Write out each line word for word. Drop pictures.

Collected data entries
****************

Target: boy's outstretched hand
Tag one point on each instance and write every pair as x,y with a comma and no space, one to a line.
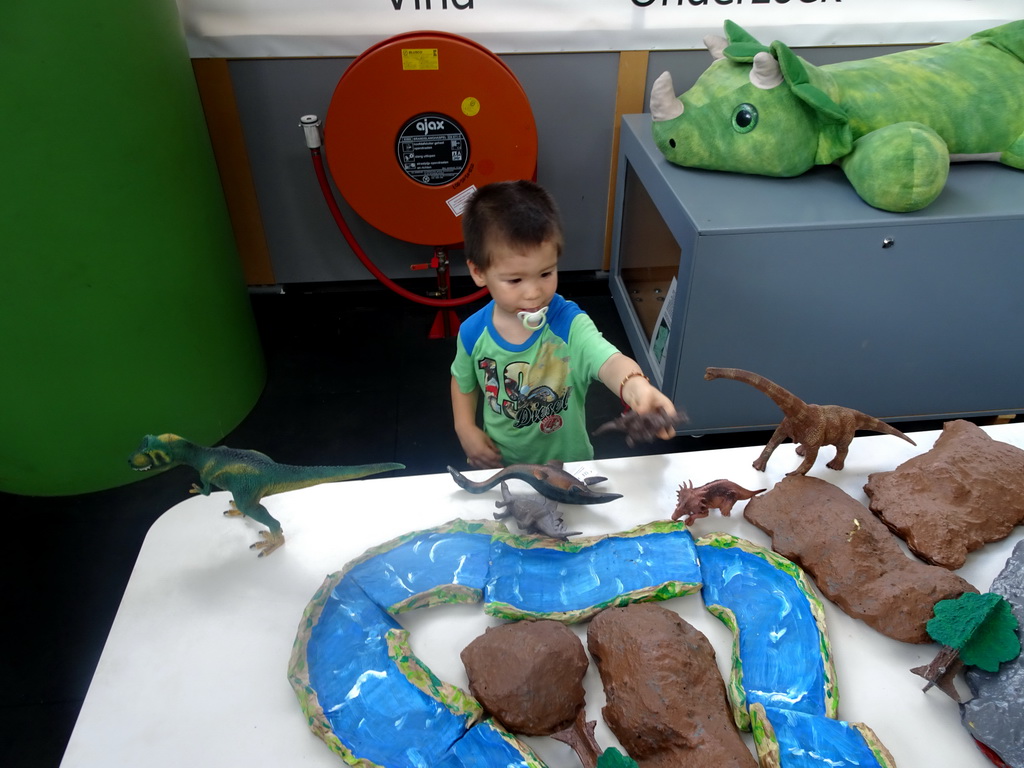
480,450
623,376
643,397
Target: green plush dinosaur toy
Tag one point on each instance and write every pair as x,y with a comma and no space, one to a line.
248,475
893,123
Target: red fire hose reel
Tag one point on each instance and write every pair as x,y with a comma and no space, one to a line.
416,124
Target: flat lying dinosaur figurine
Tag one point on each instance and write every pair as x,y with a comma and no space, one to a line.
808,425
550,480
248,475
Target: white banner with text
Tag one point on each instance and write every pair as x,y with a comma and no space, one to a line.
346,28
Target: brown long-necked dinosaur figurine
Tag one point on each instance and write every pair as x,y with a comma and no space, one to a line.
808,425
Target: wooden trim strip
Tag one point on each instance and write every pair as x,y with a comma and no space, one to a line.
224,124
629,100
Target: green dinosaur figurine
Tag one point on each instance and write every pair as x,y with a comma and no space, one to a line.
248,475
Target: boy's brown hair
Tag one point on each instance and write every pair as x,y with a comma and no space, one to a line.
518,213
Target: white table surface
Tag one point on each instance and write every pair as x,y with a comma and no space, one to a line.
194,672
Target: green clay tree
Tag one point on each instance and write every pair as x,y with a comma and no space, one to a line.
973,629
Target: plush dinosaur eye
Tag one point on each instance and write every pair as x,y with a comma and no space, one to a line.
744,118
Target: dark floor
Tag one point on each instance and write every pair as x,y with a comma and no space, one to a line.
351,378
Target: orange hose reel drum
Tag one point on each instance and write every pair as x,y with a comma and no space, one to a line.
416,124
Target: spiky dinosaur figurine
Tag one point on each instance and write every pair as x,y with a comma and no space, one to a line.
808,425
248,475
550,480
697,502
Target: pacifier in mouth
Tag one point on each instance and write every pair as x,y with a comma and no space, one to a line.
534,321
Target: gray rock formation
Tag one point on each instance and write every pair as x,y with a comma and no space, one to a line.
994,715
966,492
852,557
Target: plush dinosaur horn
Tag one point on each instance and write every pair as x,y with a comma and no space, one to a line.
664,104
766,73
716,45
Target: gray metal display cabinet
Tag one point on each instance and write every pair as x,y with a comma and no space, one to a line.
904,316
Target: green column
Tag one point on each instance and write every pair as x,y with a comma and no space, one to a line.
124,308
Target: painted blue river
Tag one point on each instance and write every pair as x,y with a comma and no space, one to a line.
376,705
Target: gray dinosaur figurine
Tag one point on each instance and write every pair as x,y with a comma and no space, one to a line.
532,515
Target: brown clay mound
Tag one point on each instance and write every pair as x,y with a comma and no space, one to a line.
966,492
852,557
666,699
528,675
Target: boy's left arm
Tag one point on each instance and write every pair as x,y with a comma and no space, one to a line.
625,378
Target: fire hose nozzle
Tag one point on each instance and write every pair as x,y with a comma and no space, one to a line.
310,126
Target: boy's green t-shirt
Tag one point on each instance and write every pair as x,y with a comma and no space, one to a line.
534,393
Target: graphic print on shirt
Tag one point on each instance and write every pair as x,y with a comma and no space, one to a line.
534,394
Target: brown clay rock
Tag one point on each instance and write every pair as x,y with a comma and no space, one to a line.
852,557
966,492
666,699
528,675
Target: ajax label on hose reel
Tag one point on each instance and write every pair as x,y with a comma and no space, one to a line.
432,148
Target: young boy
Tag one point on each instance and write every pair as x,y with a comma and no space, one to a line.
531,352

****************

> Worked solution
Target: boy's outstretched hand
Tag one point on each instance and write every pair as x,y with a comma and no space, one to a line.
480,450
623,376
643,397
Target: green plush dinosaur toy
Tag one point on each instance and write every pair as x,y with a comma and no space, one to a line.
248,475
893,123
Target: red fire hose reel
Tag one point on each instance and write every pair as x,y with a comma and no space, one to a line.
416,124
Target: flat lying dinosaur figurine
Tag one point on each instance and write every pair as x,y with a comma and no space, one to a line.
808,425
550,480
248,475
Target: white banner with text
Tag one point on each instance and write every pair as x,y with a comma and no space, one to a line.
346,28
Target: brown long-necked dinosaur figurine
Tag one point on each instance and write every pair as x,y with a comma and no space, one to a line.
808,425
Target: wooden trim strip
Tag one point on each instance and write every pair as x,y with a comma and no space, one to a line.
224,124
629,100
Target: green dinosaur figurine
Tag one point on each instance and write every pair as x,y with a comma and no space, one to a line.
248,475
Target: boy's brown hair
Tag one point on each instance and write every pair as x,y with a comma and no space, one to a line.
518,213
Target: white table surface
Tag one point on each instance and write every pair as x,y with a comma and no space, one to a line.
194,672
Target: green clay tree
Tag one point on each instance and write every pair as x,y with a comma and no space, one to a line.
973,629
Target: plush dinosaur eye
Tag one point on each instance and write every pair as x,y with a comma and no space, one to a line.
744,118
Target: dark floor
Tag one point on each instance and write every pair as x,y with a comma and no space, one to a line.
351,378
Target: orange hose reel drum
Tag one point on each instance and write every pair as x,y with a comma and no space, one to a line.
416,124
Target: spiky dinosaur figurine
Tag one point on each instance and write every pair as x,y with a comma and no space, one to a line.
808,425
248,475
550,480
697,502
Target: pacifier in mouth
Tag one point on each instance and write every pair as x,y with a comma and no space, one to a line.
534,321
Target: gray rock formation
Tag one point on each instance and write every pair as x,y with a comma and no space, one to a line.
994,715
966,492
852,557
Target: plush dinosaur horn
Tag one point on each instance and write every pair as x,y with a comma and no space, one to a line.
664,104
766,73
716,45
Target: gray metal display cabinet
Tag one point on each instance and write every pair as x,y with a comma and no space, one to a line.
904,316
Target: green column
Tag one point on each instance and write every pair as x,y with a comma and no space, one to a line.
124,308
Target: painted blue river
Tag one point on each instance and write every pair as x,y with a comma and no space, one to a line.
376,705
Target: gray dinosaur figurine
Tag one point on each instance and write every pair as x,y with a comma and no space, one to a line.
532,515
Target: brown clay mound
Tag one point on each instance and write every pair as x,y with a comma and no space, one to a line.
966,492
852,557
666,699
528,675
Target: boy's left arm
Tag one point on each instance and write every pair as x,y with a comma and no space, one to a line.
625,378
Target: fire hose nozzle
Tag one point on each instance and write every pair as x,y with a comma and no space, one to a line.
310,126
Target: boy's green t-shirt
Tag one point on each instance and write every pair as x,y with a comma and no space, one to a line.
534,393
Target: graphic print on shirt
Tag one point on each instance and write every pair as x,y with a comma and no space, one to a line.
534,394
Target: brown clay rock
Tag one point on each instance and write every pair as x,y with a comma and no space, one to a line.
852,557
966,492
666,699
528,675
Target: ajax label on hose reel
Tag one point on each instance and write every pair as x,y with a comma and no space, one to a line.
432,148
Target: young boy
Tag one point on each instance and write every pair as x,y with a comma and no space, one to a line.
531,352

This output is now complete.